Exercise prompt: Check each line of the material that follows, and copy those holding the string "firefighter".

Extracted data:
────────────────────
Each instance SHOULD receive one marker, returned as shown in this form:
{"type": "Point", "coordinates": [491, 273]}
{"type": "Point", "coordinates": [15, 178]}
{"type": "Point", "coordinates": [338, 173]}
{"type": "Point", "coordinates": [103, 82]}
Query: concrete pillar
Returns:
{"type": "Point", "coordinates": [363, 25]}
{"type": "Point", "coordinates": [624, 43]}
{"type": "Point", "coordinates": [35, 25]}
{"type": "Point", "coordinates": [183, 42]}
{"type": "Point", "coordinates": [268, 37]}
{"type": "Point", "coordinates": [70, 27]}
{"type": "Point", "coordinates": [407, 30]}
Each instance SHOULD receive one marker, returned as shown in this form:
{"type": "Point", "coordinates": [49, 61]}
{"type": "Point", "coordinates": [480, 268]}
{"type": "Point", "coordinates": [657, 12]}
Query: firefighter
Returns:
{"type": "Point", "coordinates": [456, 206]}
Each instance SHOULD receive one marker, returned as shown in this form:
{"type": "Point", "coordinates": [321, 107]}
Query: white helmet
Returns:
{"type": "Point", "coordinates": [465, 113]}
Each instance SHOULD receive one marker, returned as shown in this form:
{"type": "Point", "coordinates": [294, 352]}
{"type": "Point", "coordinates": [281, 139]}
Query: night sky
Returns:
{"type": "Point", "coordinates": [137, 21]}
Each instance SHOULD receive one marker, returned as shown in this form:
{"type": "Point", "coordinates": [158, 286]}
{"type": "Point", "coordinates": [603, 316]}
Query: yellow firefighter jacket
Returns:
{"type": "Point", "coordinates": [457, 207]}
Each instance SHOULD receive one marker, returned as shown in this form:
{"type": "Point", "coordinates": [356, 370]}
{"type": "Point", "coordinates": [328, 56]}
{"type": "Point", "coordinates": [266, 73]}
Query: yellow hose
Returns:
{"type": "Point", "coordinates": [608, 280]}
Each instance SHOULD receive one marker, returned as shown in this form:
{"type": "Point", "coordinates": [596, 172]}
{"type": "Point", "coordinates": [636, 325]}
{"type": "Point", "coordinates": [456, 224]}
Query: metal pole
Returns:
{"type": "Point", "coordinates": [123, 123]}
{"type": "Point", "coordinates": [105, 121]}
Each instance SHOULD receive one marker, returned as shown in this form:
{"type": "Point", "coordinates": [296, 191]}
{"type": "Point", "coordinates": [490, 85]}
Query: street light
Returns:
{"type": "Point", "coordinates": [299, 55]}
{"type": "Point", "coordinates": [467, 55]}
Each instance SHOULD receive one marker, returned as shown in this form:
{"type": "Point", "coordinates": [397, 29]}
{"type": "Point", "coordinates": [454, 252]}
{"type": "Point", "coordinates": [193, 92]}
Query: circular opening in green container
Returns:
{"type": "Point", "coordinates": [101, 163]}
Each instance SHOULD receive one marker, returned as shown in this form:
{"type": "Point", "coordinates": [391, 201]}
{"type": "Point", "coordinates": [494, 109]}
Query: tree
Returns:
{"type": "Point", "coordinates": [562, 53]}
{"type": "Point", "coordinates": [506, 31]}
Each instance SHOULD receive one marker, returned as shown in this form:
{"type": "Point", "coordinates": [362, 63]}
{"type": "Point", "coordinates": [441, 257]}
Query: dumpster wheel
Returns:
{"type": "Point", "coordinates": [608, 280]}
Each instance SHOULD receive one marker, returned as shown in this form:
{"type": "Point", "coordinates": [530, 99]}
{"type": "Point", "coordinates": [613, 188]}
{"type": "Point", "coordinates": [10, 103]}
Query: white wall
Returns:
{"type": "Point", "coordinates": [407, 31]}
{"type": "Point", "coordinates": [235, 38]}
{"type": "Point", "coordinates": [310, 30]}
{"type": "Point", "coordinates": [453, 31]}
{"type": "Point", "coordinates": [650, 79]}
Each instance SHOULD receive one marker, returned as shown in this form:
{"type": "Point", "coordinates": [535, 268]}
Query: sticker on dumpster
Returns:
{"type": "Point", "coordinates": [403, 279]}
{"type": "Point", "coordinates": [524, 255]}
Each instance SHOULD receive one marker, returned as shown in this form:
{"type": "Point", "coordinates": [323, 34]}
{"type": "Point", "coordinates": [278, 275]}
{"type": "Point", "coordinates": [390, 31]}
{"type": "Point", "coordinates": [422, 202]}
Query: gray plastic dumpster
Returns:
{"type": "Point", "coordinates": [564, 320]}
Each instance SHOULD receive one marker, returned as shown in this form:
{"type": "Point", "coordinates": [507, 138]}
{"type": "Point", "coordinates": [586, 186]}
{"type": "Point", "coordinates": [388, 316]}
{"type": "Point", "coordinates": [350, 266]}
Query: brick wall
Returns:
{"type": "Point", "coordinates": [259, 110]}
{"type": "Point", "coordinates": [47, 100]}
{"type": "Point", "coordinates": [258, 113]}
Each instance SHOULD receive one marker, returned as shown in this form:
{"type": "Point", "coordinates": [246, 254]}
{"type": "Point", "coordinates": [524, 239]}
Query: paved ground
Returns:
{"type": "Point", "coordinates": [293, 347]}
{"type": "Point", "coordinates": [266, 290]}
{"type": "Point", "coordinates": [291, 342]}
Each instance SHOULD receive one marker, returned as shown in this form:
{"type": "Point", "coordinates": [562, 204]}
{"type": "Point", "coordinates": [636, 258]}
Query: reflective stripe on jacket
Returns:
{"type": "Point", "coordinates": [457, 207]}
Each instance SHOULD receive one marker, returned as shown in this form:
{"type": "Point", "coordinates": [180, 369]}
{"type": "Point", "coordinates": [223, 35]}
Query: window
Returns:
────────────────────
Finished exercise:
Query: firefighter
Query: yellow firefighter jacket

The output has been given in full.